→ **Set problem**
Write out exactly the lines running from the one that contains "Indicate a point per instance of the teeth" through the end of the material.

→ **Records for the task**
------

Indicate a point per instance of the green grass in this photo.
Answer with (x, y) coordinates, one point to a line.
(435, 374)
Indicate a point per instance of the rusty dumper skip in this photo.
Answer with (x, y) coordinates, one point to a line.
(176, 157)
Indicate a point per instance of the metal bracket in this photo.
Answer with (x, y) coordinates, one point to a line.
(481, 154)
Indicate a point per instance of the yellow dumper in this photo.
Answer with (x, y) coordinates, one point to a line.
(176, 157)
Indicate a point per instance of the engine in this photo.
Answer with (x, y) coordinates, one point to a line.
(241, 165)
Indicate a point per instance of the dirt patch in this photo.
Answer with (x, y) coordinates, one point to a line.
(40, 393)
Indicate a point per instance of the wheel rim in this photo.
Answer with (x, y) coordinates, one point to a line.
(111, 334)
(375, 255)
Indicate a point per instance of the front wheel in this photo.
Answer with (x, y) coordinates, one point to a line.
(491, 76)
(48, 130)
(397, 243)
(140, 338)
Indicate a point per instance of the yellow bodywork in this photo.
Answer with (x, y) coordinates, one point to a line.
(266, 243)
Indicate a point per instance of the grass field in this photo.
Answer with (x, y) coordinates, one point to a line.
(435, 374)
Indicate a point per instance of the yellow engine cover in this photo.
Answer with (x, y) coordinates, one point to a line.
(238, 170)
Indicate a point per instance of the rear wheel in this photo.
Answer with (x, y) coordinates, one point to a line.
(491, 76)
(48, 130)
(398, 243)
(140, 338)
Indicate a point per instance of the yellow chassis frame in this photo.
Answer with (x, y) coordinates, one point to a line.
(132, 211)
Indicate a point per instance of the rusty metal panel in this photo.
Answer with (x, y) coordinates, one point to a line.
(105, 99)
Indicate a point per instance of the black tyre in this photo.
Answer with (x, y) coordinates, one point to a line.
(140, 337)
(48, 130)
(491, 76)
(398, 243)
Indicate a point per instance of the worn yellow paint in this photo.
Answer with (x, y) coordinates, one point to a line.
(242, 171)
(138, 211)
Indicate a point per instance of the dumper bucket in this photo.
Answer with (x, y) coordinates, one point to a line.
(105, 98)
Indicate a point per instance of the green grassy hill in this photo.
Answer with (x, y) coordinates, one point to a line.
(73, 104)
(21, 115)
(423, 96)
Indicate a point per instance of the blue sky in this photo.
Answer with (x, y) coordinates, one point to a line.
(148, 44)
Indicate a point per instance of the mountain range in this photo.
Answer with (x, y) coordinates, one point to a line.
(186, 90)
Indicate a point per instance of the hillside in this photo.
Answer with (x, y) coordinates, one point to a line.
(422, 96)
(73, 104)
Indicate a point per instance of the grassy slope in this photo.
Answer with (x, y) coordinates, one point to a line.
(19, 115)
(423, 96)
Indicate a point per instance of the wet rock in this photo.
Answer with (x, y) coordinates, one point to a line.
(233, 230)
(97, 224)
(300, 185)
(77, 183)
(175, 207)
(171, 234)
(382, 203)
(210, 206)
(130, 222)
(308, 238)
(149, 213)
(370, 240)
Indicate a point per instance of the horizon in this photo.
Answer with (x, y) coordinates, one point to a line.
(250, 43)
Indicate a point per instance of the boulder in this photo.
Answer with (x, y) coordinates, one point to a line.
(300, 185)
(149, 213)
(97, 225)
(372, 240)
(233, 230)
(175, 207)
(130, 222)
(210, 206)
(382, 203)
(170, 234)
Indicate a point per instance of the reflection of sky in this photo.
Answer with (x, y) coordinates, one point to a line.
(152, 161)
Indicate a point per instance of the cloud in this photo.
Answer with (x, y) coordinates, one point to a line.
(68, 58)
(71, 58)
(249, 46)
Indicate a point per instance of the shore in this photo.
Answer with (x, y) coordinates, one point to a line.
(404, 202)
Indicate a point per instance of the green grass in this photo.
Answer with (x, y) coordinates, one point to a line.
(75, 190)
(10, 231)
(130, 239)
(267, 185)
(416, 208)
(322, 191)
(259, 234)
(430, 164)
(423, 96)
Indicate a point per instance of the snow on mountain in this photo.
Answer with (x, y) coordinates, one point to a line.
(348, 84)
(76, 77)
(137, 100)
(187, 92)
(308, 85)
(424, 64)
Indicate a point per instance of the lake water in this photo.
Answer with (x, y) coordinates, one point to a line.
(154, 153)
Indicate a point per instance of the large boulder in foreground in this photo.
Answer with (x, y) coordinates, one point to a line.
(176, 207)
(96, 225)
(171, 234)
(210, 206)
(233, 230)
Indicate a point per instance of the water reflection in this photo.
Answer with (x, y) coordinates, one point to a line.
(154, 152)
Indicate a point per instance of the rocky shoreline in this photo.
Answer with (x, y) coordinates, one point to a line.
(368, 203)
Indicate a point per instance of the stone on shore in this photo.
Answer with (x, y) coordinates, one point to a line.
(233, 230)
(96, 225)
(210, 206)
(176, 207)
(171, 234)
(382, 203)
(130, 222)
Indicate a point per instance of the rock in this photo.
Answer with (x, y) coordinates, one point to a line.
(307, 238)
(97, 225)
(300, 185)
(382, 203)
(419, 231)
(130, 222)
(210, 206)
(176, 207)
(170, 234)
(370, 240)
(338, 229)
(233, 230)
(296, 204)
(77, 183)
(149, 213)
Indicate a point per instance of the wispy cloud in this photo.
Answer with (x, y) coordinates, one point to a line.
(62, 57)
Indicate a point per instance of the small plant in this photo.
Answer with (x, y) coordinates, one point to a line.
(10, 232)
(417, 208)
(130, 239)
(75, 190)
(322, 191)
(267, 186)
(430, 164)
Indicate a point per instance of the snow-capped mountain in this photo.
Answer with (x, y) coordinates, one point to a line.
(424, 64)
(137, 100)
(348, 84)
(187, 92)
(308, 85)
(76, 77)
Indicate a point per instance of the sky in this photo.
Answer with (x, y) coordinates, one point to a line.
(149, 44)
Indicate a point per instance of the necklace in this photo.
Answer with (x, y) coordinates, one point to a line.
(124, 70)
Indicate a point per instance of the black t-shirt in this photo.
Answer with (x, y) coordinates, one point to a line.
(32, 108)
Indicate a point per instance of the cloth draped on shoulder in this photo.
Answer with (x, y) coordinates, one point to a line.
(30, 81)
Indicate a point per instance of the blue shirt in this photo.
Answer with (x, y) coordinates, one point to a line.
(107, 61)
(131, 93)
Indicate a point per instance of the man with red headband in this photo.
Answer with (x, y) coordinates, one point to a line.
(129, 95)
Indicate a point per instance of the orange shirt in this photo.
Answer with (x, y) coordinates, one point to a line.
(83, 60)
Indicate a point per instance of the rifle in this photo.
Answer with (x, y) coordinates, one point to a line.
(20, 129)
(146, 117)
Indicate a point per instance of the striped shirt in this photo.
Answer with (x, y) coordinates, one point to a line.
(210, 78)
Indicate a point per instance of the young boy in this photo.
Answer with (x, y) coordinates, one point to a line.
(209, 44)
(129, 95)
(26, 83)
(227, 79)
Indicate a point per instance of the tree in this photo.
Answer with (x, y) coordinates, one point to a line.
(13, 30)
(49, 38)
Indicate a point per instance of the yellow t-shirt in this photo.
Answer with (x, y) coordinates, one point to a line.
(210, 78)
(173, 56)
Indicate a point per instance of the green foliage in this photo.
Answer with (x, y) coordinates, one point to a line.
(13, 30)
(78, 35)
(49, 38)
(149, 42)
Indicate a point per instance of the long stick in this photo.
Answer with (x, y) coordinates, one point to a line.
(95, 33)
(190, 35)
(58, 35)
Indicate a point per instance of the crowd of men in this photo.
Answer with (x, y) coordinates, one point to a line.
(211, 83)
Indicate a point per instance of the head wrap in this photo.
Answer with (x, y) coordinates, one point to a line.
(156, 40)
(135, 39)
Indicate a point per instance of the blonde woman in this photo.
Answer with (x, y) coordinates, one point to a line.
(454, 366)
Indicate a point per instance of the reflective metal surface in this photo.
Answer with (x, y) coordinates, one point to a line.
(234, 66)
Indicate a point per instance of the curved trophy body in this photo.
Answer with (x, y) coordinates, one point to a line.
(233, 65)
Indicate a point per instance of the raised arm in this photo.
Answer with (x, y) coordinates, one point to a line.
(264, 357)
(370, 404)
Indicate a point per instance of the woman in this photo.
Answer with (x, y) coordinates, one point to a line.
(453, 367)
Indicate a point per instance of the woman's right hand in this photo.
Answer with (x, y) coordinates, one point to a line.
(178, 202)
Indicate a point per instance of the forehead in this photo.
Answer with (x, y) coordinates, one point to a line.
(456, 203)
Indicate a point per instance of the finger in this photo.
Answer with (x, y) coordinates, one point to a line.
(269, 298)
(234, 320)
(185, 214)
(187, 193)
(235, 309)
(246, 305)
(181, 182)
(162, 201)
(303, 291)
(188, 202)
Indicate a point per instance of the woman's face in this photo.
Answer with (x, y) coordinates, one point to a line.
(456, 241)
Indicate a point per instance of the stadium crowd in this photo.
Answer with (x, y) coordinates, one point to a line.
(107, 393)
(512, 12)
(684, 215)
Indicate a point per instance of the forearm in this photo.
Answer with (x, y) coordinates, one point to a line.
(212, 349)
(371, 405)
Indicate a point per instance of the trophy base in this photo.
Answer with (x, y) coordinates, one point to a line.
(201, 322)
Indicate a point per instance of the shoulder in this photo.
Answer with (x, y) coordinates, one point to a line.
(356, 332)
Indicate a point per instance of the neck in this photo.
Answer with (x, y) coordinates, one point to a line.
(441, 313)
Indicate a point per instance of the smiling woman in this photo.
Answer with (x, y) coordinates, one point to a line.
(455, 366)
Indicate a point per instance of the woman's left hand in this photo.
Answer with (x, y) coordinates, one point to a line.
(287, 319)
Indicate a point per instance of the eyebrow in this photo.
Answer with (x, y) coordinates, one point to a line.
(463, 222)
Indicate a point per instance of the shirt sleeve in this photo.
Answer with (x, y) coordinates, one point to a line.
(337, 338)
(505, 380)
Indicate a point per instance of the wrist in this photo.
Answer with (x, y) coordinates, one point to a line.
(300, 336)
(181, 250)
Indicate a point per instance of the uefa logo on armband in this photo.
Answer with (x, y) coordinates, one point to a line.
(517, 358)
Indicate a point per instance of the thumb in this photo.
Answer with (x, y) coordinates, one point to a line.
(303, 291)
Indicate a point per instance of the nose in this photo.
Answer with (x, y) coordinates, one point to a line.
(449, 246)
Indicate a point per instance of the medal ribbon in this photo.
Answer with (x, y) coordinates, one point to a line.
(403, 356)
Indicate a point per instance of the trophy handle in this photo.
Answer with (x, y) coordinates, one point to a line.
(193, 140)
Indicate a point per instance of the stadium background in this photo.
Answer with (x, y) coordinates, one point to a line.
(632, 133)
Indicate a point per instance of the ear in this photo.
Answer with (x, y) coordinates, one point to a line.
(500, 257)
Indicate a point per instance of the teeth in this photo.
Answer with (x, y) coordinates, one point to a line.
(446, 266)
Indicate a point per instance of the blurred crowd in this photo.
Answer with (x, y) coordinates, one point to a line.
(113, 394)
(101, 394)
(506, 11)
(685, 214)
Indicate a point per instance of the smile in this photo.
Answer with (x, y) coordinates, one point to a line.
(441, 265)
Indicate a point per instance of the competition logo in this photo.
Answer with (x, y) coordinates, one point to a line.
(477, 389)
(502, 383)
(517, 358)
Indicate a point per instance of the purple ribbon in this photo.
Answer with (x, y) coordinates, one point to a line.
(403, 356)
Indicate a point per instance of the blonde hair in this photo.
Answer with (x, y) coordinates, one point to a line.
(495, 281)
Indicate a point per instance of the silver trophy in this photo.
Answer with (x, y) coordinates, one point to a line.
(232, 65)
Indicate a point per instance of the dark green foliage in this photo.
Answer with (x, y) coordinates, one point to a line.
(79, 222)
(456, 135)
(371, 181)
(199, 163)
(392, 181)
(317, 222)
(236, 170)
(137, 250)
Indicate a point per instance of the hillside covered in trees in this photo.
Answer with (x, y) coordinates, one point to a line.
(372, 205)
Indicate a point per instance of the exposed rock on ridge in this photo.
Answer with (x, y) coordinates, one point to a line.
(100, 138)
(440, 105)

------

→ **Written response**
Indicate a point per instance of the teeth in this photo.
Answer with (x, y) coordinates, one point to a line.
(446, 266)
Indicate a point per instance of the blurred crowd in this photo.
Answer with (x, y) coordinates, one point to a line.
(113, 394)
(101, 394)
(506, 11)
(685, 214)
Indicate a point per instance of the smile in this photo.
Answer with (x, y) coordinates, one point to a line.
(441, 265)
Indicate a point per instance of the competition logo in this photo.
Answer with (x, y) coordinates, one point to a line.
(477, 389)
(502, 383)
(517, 358)
Indicate a point per instance of the purple ribbon in this photo.
Answer with (x, y) coordinates, one point to a line.
(403, 356)
Indicate a point per instance of the blonde hair in this photo.
Answer with (x, y) coordinates, one point to a line.
(495, 281)
Indicate a point per instance of the silver trophy in this photo.
Answer with (x, y) coordinates, one point to a line.
(232, 65)
Indicate a point per instance of the dark green foliage in this photo.
Answer with (x, y) coordinates, one point to a line.
(79, 222)
(456, 135)
(371, 181)
(199, 163)
(392, 181)
(317, 222)
(236, 170)
(137, 250)
Indicate a point per instance of the hillside covered in trees in this photo.
Answer with (x, y) coordinates, one point to a line.
(372, 205)
Indicate a point per instance of the exposed rock on ridge in this photo.
Answer with (x, y) coordinates, one point to a line.
(100, 138)
(440, 105)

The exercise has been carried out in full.